▶ Selected excerpt
The crisis line I call is offered by the mental health facility I see my pdoc through. They have an 800 number. If you ask your pdoc, I am sure they can turn you on to some hotline.

If I am wrong, and the crisis hotline is unique to my facility then I greatly apologize for my presumption that it was a normal thing. To be honest sometimes the person that answers (the staff that works at a 24 hour in care facility are the ones who answer after hours) sometimes the person that answers isn't on their best game and I have to kind of steer them into telling me what to say. Like I will remind them of their own pamphlets by saying things like - I am breathing, or I just feel so bad and I know its my illness causing me to feel x and I just needed someone to talk to - then I will talk myself through it, they usually jump in part way faking like they felt in control the whole time.

I try to be extremely in control of myself. It is very hard sometimes, to the point where, if I am on the verge of screaming I will state in a cold and matter of fact way, " I need to yell about something, but I will yell for just a moment then I will stop - if you want to take the phone away from your ear for this moment, it might be best - I will give you 3 seconds to move the phone from your ear, ready? . . . Then I will friggin cut loose over the phone if I need to. I keep in mind that I don't want some emergency crew coming to my house. I just need a human outside of the family to share my extreme mood without them freaking out and sending someone. So I am very explanatory about what I need and why.

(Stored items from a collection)
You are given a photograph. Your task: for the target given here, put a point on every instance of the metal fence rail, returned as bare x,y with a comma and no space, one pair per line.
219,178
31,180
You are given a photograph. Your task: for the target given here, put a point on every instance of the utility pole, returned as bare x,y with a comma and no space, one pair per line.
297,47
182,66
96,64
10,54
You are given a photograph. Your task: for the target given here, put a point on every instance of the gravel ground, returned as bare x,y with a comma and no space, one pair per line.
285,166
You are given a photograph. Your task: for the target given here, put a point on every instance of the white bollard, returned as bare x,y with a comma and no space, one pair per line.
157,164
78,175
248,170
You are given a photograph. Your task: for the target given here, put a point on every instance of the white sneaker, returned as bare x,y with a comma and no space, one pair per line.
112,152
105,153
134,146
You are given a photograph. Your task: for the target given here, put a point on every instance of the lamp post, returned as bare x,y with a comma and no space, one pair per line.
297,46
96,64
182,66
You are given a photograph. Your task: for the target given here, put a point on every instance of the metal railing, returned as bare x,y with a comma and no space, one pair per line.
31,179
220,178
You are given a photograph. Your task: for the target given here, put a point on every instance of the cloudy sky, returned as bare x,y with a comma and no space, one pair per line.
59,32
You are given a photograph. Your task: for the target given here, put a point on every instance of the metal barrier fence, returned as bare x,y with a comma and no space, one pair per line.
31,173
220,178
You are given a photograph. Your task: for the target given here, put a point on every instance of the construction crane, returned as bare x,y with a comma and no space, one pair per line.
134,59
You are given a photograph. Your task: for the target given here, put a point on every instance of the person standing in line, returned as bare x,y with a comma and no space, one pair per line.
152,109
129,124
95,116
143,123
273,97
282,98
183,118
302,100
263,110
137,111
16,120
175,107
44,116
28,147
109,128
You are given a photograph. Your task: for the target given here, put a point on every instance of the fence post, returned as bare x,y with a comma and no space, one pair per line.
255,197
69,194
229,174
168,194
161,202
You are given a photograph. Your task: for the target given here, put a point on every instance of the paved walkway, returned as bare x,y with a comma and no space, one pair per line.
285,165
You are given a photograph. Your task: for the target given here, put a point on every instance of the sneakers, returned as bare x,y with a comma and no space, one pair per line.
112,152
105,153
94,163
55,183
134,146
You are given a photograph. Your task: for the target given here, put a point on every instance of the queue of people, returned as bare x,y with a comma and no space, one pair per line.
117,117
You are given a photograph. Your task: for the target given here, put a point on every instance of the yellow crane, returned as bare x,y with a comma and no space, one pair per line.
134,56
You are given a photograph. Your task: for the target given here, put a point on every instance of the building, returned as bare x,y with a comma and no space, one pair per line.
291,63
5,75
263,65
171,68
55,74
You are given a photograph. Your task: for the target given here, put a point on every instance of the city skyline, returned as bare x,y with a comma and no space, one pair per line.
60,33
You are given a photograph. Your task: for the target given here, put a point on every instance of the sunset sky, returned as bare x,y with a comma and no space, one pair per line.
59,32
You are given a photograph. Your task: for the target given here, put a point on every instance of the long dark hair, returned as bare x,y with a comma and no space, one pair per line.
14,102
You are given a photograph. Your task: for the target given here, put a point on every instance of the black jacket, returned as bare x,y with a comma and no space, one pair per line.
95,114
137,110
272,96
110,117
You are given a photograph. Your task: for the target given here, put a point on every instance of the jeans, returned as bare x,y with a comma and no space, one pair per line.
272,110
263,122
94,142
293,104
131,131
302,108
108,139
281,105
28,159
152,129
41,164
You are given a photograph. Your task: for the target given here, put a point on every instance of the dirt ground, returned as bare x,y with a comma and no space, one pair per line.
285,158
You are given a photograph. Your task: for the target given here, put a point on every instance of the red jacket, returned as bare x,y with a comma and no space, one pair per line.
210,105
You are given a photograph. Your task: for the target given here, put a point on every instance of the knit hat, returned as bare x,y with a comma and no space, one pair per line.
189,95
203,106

▶ Prompt A
In the post about calling a crisis line, why is the writer so explanatory about what they need? Answer in one to three sentences.
▶ Prompt B
Do these statements agree with the post about calling a crisis line? (i) The crisis line is offered by the facility where the writer sees their pdoc. (ii) After hours, calls go to a separate hotline team at another site. (iii) The writer gives the listener five seconds to move the phone away. Answer yes or no for each, quoting the deciding words of the post.
▶ Prompt C
Continue the post about calling a crisis line from its last sentence.

▶ Expected output A
The writer doesn't want an emergency crew coming to the house. They only need a person outside the family to hear their extreme mood without panicking and sending someone.

▶ Expected output B
(i) Yes: "The crisis line I call is offered by the mental health facility I see my pdoc through."
(ii) No: "the staff that works at a 24 hour in care facility are the ones who answer after hours"
(iii) No: "I will give you 3 seconds to move the phone from your ear"

▶ Expected output C
I am unique I guess, but ya - that is how I handle it and who I get to talk to. The phone calls have been fairly short. But what they did was not only remind me of the data I already know, but also help me to feel like I am in control of my symptoms when they started feeling out of control. Just that other human in the world sharing my experience - that I would owe nothing to later, was right for me.

I HAVE CALLED CRISIS HOTLINE BETWEEN 3 AND 7 TIMES IN A YEAR. I HAVE NOT GONE INTO A FACILITY ANY OF THOSE TIMES, BUT MY SYMPTOMS WERE STRONG ENOUGH THAT I NEEDED MORE THEN MYSELF TO CALM DOWN.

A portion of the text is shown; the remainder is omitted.